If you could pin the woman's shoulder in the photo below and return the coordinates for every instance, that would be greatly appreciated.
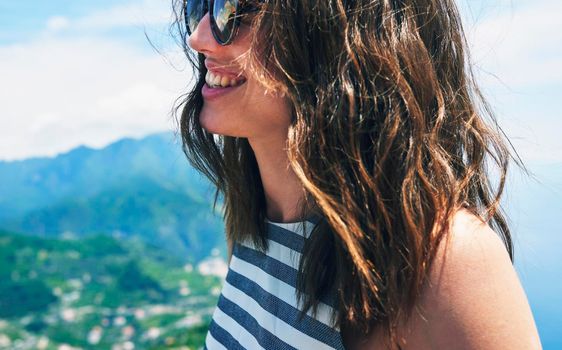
(473, 298)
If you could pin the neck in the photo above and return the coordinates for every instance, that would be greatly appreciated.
(283, 190)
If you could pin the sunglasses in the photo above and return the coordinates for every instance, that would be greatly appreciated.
(225, 16)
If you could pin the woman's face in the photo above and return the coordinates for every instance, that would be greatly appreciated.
(245, 109)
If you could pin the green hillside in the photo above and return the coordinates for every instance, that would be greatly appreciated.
(143, 188)
(100, 291)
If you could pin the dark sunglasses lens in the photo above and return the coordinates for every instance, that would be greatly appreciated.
(224, 18)
(194, 11)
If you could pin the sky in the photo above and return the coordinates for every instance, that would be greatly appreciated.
(82, 73)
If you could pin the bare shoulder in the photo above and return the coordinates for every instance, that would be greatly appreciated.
(473, 299)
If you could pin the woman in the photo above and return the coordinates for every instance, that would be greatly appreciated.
(350, 143)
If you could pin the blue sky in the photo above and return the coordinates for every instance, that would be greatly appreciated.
(83, 73)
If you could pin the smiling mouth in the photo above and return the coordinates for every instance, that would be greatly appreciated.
(217, 81)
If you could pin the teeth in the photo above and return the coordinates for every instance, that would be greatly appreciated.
(216, 80)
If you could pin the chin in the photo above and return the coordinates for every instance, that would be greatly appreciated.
(214, 124)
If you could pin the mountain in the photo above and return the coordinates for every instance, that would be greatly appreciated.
(142, 188)
(100, 292)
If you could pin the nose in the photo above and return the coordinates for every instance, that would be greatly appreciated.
(201, 39)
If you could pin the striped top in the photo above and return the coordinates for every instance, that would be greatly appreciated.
(258, 309)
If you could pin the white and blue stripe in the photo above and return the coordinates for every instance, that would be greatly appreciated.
(258, 308)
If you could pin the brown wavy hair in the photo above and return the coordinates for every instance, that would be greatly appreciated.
(390, 135)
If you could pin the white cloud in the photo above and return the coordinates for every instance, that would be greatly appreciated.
(57, 94)
(57, 23)
(132, 14)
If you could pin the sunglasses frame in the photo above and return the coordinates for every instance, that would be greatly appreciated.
(210, 4)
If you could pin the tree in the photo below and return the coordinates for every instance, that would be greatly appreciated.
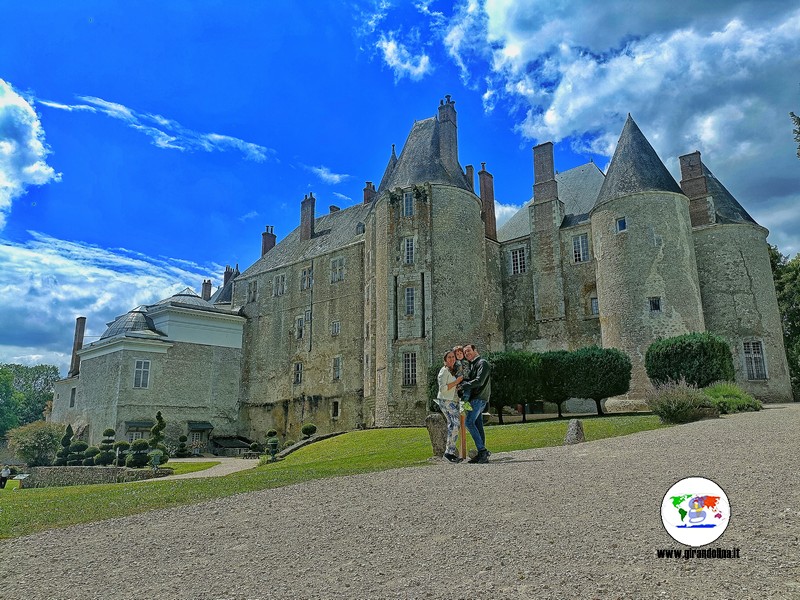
(600, 373)
(36, 443)
(36, 386)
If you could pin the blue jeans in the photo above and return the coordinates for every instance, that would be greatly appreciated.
(474, 422)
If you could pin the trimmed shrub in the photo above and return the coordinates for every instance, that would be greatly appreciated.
(600, 373)
(729, 398)
(698, 358)
(680, 403)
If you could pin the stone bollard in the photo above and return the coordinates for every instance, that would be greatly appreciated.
(574, 432)
(437, 430)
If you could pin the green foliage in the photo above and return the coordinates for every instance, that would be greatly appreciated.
(680, 403)
(555, 376)
(729, 398)
(36, 444)
(600, 373)
(698, 358)
(515, 378)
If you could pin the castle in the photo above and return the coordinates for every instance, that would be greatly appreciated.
(338, 323)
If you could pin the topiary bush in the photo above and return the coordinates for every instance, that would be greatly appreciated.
(729, 398)
(698, 358)
(680, 403)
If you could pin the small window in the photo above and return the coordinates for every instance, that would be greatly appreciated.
(408, 204)
(337, 270)
(655, 303)
(307, 279)
(580, 248)
(754, 361)
(409, 368)
(409, 301)
(337, 368)
(518, 264)
(298, 373)
(141, 374)
(279, 285)
(408, 251)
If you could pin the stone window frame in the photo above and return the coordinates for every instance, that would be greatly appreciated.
(141, 374)
(279, 285)
(297, 373)
(754, 360)
(580, 249)
(520, 265)
(408, 204)
(409, 369)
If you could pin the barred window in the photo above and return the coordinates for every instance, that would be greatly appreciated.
(408, 204)
(279, 285)
(409, 368)
(580, 248)
(754, 360)
(337, 269)
(409, 301)
(408, 244)
(141, 374)
(518, 265)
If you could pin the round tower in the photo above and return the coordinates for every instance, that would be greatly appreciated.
(647, 282)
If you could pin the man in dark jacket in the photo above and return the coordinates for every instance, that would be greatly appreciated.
(479, 383)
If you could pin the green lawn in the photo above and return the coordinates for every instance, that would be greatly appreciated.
(26, 511)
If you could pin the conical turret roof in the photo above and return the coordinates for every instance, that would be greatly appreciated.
(635, 168)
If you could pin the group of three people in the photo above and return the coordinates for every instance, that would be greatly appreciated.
(464, 387)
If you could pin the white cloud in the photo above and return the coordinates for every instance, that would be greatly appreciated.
(167, 133)
(401, 61)
(22, 149)
(49, 282)
(328, 176)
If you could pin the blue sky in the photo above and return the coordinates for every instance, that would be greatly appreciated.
(145, 145)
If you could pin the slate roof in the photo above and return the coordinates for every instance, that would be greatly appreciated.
(577, 188)
(635, 167)
(420, 161)
(331, 232)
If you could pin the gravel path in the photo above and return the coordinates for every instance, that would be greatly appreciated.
(568, 522)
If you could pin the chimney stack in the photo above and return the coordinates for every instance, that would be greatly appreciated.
(206, 290)
(307, 207)
(544, 174)
(267, 240)
(77, 344)
(369, 192)
(486, 182)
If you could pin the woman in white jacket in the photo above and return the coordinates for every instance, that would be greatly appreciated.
(448, 403)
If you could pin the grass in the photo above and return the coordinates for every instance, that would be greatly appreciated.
(23, 512)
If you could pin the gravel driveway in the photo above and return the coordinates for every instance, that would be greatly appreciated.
(568, 522)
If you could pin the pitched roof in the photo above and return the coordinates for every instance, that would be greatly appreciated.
(635, 167)
(331, 232)
(420, 161)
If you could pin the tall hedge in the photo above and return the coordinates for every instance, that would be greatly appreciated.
(600, 373)
(698, 358)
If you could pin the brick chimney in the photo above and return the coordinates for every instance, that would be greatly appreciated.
(486, 182)
(77, 344)
(268, 240)
(369, 192)
(307, 207)
(205, 294)
(544, 174)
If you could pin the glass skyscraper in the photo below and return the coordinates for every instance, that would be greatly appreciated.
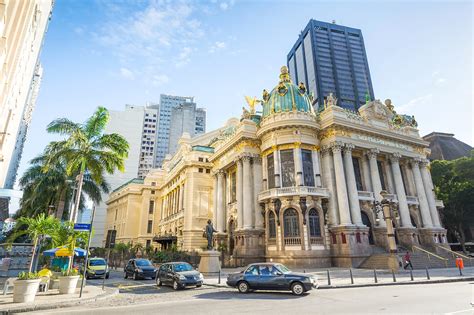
(330, 58)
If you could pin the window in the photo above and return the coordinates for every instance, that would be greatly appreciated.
(151, 207)
(358, 176)
(271, 225)
(291, 224)
(271, 171)
(287, 168)
(308, 171)
(314, 225)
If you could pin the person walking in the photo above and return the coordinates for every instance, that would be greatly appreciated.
(407, 259)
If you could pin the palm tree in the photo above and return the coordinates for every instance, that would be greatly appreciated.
(35, 228)
(45, 187)
(86, 149)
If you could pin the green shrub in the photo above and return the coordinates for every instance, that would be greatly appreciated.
(28, 276)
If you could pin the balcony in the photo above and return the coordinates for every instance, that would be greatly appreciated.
(293, 191)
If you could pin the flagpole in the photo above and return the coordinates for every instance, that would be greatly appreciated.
(87, 252)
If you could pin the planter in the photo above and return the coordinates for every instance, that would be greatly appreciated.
(24, 291)
(67, 285)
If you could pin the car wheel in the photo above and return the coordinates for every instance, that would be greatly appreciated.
(243, 287)
(176, 285)
(297, 288)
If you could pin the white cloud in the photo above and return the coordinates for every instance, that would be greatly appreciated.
(217, 46)
(127, 74)
(421, 101)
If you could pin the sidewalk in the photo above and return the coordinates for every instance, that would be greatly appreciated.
(340, 277)
(52, 299)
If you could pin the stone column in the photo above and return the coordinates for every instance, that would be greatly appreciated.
(298, 166)
(428, 184)
(220, 202)
(316, 168)
(214, 205)
(247, 192)
(277, 168)
(351, 185)
(329, 182)
(399, 188)
(257, 188)
(420, 192)
(239, 193)
(342, 201)
(375, 179)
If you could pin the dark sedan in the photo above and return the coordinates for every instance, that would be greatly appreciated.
(139, 268)
(268, 276)
(179, 275)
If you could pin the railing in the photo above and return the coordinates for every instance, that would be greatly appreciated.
(292, 240)
(412, 200)
(291, 191)
(316, 240)
(429, 254)
(453, 253)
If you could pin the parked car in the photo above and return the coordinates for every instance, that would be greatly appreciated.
(179, 275)
(269, 276)
(97, 268)
(139, 268)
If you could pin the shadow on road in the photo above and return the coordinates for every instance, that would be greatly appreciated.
(260, 295)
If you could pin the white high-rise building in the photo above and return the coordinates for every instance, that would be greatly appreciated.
(23, 24)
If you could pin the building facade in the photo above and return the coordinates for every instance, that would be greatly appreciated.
(295, 185)
(330, 58)
(167, 104)
(23, 25)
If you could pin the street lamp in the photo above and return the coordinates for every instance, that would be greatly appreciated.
(389, 209)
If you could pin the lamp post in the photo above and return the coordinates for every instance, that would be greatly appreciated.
(390, 213)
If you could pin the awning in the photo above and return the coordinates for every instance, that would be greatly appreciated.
(165, 239)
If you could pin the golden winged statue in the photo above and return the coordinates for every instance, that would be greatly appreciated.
(252, 103)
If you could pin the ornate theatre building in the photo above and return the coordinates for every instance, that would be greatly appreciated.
(288, 184)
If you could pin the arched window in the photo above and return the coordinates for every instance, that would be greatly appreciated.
· · ·
Stated task: Reproduce verbatim the part of the listing that opens with the line containing "If you could pin the golden" and runs through the end of the listing, including both of those ends.

Task output:
If you could pin the golden winged statue in the photo above and return the coordinates for every instance, that would be greatly appreciated.
(252, 103)
If you could pin the ornate theatre building in the photo above and return the coordinates for every instance, that would be greatly appreciated.
(288, 184)
If you could pin the arched window in the photo above and return the coordinates for every instance, that would be greatly appreciated.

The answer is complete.